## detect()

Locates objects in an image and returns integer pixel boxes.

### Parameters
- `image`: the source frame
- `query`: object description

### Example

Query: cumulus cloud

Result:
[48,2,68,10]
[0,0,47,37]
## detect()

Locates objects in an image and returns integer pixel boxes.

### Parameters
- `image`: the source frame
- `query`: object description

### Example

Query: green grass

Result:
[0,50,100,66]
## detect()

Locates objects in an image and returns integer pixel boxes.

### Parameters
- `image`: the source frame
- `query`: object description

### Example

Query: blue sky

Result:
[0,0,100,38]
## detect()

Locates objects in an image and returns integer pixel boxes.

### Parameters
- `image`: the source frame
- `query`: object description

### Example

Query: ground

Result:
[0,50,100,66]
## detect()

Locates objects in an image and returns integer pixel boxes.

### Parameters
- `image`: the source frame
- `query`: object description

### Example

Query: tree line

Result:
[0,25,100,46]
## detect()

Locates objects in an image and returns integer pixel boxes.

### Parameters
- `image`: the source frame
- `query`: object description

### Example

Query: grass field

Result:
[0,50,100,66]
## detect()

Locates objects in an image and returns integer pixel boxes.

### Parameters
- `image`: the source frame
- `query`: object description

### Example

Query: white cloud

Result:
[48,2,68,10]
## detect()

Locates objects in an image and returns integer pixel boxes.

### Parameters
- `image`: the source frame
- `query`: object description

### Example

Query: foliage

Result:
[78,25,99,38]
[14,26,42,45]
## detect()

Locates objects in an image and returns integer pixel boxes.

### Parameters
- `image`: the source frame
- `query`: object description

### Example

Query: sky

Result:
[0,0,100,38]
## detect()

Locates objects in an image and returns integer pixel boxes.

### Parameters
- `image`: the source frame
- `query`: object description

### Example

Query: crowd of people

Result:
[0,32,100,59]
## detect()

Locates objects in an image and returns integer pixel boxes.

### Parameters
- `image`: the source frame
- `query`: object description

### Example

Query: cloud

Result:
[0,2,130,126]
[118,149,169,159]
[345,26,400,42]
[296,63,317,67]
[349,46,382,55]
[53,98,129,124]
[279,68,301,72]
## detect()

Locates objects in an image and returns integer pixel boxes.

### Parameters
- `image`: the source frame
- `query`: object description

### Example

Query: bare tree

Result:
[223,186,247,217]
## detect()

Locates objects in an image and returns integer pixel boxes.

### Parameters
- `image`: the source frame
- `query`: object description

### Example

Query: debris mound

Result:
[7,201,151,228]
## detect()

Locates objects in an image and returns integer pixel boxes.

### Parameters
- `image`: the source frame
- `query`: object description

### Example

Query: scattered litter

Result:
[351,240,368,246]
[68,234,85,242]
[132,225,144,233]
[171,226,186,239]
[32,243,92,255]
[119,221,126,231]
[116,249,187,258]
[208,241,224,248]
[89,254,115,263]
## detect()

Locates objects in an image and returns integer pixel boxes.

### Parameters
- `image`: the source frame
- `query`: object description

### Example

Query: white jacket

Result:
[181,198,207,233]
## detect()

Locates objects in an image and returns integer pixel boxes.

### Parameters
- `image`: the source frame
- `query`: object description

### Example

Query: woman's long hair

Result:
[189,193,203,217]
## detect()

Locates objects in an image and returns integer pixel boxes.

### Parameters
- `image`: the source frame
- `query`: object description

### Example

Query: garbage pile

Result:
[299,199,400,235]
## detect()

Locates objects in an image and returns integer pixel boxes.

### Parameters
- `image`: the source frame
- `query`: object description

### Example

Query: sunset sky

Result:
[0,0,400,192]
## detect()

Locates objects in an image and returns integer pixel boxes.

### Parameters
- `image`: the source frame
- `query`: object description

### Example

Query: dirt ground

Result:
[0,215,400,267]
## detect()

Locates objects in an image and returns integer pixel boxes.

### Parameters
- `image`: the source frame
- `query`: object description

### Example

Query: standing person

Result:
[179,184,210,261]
○ ○ ○
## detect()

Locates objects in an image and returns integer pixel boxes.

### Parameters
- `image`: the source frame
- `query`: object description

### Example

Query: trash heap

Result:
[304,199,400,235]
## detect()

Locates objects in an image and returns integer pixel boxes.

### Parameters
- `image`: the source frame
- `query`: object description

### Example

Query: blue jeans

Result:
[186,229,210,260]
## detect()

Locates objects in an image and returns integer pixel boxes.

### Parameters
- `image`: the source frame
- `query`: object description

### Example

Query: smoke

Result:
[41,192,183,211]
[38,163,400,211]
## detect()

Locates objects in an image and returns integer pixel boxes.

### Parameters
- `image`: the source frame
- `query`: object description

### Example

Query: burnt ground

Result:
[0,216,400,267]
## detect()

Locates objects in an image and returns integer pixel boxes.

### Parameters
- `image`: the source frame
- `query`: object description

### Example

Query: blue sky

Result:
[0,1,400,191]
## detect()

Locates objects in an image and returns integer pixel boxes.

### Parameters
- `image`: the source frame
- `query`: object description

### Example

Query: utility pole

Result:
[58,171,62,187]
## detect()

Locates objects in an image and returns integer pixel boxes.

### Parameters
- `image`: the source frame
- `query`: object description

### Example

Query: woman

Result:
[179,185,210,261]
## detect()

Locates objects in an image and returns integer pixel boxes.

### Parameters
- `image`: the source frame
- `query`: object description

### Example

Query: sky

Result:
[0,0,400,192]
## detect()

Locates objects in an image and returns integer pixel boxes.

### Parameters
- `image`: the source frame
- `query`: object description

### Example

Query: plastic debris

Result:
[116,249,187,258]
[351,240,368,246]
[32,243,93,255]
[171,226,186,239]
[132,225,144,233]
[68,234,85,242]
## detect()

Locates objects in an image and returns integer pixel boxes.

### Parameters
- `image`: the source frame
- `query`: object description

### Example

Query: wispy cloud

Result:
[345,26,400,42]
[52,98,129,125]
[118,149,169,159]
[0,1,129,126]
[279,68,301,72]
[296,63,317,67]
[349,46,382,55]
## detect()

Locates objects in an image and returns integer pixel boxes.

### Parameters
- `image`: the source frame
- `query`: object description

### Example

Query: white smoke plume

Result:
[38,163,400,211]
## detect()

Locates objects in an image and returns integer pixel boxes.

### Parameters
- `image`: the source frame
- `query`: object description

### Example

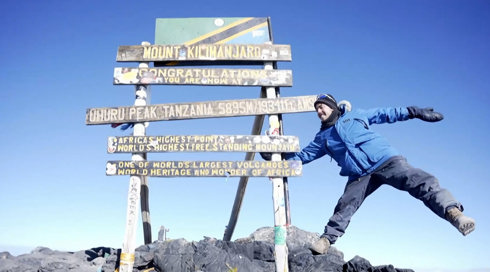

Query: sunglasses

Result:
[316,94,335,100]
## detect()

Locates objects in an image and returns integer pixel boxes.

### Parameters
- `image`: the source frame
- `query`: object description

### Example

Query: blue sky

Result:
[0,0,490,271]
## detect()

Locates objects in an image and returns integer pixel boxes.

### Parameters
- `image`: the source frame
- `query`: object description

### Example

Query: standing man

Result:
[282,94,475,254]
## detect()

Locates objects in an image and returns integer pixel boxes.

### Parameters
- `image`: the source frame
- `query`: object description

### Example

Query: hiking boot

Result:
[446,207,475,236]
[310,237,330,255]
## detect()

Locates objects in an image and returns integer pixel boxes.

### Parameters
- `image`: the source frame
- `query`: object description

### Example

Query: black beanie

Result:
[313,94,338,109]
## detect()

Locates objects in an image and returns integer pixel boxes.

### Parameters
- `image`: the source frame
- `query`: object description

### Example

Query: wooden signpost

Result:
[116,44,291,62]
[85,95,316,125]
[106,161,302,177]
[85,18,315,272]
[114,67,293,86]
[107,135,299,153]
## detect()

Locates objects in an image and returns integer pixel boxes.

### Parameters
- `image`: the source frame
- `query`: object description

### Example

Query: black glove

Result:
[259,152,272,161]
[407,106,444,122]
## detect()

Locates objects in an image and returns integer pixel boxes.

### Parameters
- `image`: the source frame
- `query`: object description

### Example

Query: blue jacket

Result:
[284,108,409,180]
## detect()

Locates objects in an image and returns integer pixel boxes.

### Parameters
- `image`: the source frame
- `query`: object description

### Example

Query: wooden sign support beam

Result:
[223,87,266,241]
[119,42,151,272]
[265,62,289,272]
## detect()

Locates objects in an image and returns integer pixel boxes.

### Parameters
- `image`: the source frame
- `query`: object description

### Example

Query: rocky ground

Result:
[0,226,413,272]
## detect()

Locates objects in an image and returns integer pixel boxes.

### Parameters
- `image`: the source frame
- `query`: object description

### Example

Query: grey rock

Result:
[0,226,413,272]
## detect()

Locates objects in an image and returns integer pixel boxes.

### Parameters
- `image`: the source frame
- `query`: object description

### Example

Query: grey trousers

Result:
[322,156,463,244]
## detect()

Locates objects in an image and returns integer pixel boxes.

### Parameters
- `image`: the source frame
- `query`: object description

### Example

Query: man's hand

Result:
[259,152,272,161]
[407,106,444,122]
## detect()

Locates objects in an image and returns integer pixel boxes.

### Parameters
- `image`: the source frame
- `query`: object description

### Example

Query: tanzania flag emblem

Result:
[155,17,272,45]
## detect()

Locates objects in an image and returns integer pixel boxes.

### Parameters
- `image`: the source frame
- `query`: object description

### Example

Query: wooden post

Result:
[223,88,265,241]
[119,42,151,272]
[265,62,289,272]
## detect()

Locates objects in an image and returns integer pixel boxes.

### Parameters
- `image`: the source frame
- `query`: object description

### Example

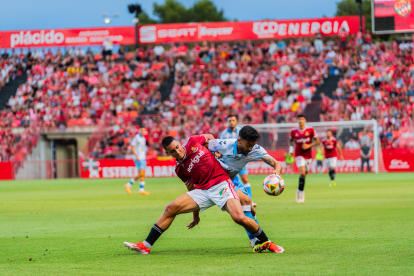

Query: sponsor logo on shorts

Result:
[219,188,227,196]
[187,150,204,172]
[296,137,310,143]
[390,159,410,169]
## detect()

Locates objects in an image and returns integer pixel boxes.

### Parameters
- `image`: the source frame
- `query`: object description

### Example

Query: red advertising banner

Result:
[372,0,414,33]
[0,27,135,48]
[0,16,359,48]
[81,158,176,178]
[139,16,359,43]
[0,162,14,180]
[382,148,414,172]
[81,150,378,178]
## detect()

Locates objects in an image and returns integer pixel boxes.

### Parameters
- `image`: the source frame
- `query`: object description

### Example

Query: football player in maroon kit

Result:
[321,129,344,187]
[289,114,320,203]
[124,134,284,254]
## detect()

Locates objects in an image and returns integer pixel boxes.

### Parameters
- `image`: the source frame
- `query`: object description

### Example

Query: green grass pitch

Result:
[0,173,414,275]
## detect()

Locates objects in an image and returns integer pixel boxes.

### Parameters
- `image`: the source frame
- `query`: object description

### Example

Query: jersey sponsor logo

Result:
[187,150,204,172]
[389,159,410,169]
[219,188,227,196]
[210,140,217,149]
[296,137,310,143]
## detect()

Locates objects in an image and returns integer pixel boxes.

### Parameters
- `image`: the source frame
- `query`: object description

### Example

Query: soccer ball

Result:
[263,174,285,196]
○ ○ ○
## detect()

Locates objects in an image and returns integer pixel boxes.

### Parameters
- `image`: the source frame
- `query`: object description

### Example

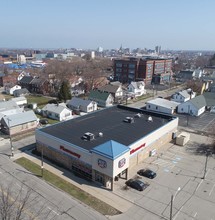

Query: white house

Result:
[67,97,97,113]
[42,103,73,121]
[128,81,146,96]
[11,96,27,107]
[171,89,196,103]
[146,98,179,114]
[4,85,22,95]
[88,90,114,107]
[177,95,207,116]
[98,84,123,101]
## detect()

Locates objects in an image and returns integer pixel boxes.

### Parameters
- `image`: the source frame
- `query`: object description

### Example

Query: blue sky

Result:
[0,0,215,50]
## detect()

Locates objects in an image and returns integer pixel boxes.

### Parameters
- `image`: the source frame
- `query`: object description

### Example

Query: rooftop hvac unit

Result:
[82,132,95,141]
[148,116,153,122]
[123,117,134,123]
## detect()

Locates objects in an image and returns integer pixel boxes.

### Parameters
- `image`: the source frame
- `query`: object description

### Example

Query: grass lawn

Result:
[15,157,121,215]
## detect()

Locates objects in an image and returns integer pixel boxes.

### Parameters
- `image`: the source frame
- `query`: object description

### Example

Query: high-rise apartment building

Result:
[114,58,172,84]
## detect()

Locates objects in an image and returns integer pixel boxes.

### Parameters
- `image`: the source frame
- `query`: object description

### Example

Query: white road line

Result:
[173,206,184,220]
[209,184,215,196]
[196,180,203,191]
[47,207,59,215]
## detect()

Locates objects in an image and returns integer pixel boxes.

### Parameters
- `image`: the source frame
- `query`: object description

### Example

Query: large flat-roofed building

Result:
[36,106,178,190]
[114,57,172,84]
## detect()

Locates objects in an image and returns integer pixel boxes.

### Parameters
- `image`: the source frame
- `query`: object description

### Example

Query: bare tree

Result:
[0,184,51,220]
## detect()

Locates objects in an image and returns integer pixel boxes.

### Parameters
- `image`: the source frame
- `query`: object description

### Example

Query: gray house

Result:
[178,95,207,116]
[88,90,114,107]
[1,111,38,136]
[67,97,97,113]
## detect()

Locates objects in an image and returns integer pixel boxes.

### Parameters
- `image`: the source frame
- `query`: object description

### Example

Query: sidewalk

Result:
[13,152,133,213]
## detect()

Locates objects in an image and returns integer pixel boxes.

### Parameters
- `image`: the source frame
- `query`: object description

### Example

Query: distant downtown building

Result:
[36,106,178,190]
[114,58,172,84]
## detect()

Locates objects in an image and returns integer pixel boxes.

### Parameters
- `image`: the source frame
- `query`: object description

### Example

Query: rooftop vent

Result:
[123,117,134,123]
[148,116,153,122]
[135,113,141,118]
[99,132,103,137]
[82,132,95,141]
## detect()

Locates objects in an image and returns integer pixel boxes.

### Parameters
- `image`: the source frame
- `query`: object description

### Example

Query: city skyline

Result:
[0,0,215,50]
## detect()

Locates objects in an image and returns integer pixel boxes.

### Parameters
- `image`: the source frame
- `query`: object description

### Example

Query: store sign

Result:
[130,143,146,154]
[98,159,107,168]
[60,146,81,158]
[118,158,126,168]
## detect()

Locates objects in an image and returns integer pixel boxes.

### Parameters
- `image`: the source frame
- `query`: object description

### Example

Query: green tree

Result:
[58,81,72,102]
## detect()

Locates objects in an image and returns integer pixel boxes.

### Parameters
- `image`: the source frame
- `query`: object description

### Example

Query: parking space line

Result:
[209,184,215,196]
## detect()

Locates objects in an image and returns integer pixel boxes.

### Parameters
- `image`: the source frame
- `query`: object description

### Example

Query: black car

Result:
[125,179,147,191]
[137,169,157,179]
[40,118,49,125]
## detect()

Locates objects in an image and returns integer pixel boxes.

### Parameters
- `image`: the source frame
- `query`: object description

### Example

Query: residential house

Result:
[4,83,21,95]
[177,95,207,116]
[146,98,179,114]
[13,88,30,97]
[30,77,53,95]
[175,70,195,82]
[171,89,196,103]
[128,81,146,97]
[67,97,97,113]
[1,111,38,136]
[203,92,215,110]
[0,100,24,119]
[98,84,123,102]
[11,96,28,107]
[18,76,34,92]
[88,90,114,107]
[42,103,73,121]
○ ○ ○
Set problem:
Please count the lines in the listing above that contain the word "house", and give only that number.

Reply to the exercise:
3